━━━━━ MATERIAL

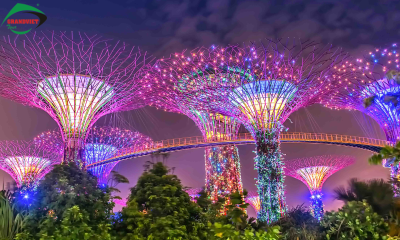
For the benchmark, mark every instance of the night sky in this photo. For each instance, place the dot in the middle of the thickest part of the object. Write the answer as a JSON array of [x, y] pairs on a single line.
[[163, 27]]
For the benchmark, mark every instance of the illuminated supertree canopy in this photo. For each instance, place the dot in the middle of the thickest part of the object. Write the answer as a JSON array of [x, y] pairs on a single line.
[[222, 163], [370, 78], [104, 142], [260, 85], [193, 193], [75, 78], [254, 200], [26, 161], [313, 172]]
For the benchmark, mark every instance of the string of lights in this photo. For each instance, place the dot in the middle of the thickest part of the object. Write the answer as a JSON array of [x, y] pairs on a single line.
[[253, 199], [260, 85], [27, 162], [75, 78], [313, 172], [373, 78], [104, 142]]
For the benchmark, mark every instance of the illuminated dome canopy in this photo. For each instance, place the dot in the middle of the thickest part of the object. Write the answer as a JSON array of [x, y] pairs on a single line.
[[263, 101], [314, 176], [75, 100]]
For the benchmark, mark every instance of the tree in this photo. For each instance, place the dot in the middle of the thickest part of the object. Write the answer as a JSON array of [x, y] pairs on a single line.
[[159, 208], [389, 98], [11, 221], [299, 224], [63, 188], [235, 225], [387, 152], [377, 193], [356, 220], [73, 226]]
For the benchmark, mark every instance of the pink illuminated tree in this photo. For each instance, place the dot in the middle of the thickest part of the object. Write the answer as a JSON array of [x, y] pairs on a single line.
[[370, 84], [253, 199], [313, 172], [260, 85], [75, 78], [26, 161]]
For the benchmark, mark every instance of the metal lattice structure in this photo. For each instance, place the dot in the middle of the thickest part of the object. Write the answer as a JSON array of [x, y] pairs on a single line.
[[27, 162], [176, 144], [104, 142], [372, 77], [222, 163], [254, 200], [260, 85], [75, 78], [51, 141], [313, 172]]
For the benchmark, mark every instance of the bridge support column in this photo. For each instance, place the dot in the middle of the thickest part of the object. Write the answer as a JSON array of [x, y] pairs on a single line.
[[317, 207], [270, 181], [222, 171]]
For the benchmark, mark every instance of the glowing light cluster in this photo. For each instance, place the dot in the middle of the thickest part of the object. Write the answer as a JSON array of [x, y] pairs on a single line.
[[313, 172], [76, 79], [51, 141], [103, 143], [27, 162], [75, 100], [253, 199], [193, 193], [369, 77], [260, 85]]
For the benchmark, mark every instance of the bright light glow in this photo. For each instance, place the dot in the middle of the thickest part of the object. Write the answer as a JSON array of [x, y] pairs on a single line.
[[263, 102], [26, 168], [75, 100], [96, 152], [254, 201], [314, 176]]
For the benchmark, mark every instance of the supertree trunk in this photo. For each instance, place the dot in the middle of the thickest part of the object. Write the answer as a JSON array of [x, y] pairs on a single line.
[[222, 171], [73, 152], [270, 179], [394, 174], [317, 207]]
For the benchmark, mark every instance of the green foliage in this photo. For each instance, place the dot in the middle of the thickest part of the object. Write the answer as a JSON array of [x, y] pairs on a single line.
[[388, 152], [356, 220], [299, 224], [159, 208], [228, 232], [11, 221], [376, 192], [235, 225], [73, 226], [67, 187]]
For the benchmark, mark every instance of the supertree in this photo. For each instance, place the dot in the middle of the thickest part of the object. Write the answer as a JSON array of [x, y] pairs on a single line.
[[75, 78], [254, 200], [222, 163], [313, 172], [104, 142], [50, 140], [193, 193], [26, 161], [370, 85], [260, 85]]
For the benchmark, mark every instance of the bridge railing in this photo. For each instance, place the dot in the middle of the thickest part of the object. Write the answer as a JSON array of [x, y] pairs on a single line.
[[306, 137]]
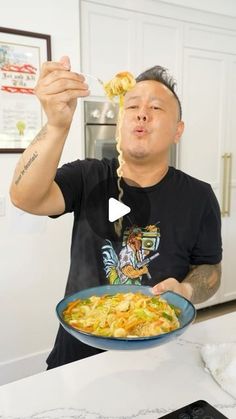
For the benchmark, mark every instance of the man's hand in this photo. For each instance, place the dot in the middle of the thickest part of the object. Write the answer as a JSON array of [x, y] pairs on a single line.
[[171, 284], [199, 285], [58, 89]]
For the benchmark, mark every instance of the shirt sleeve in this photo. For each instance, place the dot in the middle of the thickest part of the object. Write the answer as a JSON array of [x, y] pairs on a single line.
[[208, 247], [69, 178]]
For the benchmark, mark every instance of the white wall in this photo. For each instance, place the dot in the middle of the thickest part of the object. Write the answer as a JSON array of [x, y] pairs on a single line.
[[223, 7], [34, 251]]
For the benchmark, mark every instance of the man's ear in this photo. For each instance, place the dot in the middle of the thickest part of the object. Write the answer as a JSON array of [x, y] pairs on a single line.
[[179, 131]]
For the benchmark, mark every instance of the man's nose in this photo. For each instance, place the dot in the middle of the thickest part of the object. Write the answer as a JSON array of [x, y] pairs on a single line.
[[142, 115]]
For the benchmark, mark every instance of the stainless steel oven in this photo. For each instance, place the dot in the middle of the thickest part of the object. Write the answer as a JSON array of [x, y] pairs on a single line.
[[100, 131]]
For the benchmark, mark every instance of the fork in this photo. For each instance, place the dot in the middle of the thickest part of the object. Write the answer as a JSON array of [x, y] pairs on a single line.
[[92, 77]]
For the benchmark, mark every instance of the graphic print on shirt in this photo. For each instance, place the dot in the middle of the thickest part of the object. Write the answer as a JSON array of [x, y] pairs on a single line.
[[139, 248]]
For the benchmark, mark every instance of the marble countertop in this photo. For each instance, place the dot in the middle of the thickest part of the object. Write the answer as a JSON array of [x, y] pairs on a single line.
[[126, 385]]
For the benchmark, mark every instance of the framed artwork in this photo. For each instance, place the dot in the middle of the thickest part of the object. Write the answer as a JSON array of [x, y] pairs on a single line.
[[21, 116]]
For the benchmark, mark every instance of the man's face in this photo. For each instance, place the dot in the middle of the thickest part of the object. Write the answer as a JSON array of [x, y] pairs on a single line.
[[150, 122]]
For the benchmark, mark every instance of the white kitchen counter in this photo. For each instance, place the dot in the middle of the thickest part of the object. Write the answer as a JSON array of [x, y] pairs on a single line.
[[126, 385]]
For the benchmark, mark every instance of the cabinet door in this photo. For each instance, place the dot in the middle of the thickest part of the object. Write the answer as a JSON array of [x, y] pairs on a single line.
[[108, 42], [229, 220], [209, 103], [204, 102], [159, 42]]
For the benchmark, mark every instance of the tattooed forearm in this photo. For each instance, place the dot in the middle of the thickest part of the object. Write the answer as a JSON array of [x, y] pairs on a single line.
[[205, 281], [22, 166], [26, 166], [40, 135]]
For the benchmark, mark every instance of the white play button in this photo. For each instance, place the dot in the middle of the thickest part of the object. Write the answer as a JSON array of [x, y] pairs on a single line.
[[116, 209]]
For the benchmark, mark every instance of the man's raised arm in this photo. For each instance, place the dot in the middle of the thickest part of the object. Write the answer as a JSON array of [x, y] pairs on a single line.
[[33, 188]]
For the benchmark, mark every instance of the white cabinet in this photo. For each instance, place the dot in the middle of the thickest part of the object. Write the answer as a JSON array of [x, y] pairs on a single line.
[[209, 101], [201, 55], [108, 37], [116, 40]]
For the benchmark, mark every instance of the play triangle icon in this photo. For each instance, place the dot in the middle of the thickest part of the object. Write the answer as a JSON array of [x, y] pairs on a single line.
[[116, 209]]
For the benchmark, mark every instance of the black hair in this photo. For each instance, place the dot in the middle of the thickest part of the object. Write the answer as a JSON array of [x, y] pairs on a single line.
[[161, 75]]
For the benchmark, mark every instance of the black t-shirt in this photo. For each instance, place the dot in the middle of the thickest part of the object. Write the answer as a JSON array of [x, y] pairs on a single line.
[[172, 225]]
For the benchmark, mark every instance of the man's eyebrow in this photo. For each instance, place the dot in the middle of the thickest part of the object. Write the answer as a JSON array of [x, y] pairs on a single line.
[[152, 99], [132, 98]]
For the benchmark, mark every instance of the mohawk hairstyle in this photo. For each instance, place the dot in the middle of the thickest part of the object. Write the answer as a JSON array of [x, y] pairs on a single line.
[[160, 74]]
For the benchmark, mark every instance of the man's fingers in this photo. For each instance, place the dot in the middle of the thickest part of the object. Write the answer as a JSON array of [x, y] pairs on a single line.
[[168, 284], [60, 86], [158, 289], [49, 66], [65, 61], [66, 96], [61, 74]]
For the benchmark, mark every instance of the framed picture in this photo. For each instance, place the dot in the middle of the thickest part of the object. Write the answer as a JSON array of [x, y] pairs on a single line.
[[21, 116]]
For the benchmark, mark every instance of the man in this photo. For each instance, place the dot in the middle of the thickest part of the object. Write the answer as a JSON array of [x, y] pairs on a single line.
[[176, 216]]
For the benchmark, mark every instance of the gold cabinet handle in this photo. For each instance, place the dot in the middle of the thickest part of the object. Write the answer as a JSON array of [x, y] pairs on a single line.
[[226, 189]]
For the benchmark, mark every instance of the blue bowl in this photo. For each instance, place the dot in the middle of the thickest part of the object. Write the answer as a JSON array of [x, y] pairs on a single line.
[[187, 316]]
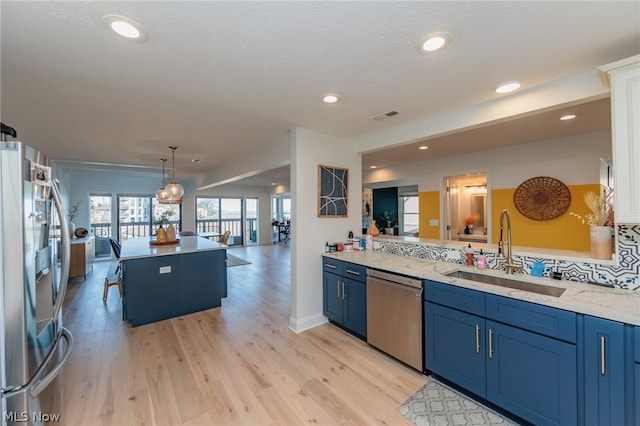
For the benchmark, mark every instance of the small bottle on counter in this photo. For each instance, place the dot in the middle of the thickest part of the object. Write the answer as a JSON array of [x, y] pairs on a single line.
[[469, 253], [369, 243], [481, 262]]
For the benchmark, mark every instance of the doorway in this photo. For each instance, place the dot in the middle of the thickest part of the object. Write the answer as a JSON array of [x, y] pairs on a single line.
[[466, 208]]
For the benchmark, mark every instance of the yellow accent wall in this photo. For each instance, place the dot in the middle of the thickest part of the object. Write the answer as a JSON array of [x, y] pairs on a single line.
[[429, 208], [565, 232]]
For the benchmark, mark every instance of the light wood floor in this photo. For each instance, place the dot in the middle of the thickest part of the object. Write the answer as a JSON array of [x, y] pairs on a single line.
[[238, 364]]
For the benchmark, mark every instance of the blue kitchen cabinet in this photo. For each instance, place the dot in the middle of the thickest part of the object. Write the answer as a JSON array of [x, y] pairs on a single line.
[[636, 412], [345, 295], [332, 297], [518, 355], [163, 287], [531, 375], [454, 346], [355, 306], [604, 372]]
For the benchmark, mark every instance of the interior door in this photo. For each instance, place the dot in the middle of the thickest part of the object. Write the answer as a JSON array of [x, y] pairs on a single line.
[[450, 208]]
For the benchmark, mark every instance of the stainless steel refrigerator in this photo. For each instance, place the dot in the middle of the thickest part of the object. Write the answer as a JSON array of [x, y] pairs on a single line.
[[34, 269]]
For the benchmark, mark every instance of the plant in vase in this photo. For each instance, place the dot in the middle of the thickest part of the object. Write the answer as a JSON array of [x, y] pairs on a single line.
[[387, 220], [600, 221], [468, 223], [163, 220], [72, 213]]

━━━━━━━━━━

#### [WRITTEN REQUEST]
Every line from the one containing "stainless steel refrigerator" through the last line must be copied exactly; leave out the rest.

#### [RESPONSE TO THIS TASK]
For the benchmark, mark every instance of the stainless steel refrigerator in this photo. For each instance, place the dot in the middle of the thickest part of the object. Write the answer as a JSON array of [x, y] pairs on a single line.
[[34, 269]]
For the benchmark, mark every instance of the plant in vase in this photo. For each instance, place the dot in the middle of the thickest part of the object. Write the answer as a JSON array of [x, y] pairs on a single line.
[[387, 220], [600, 221], [468, 223], [163, 220], [72, 213]]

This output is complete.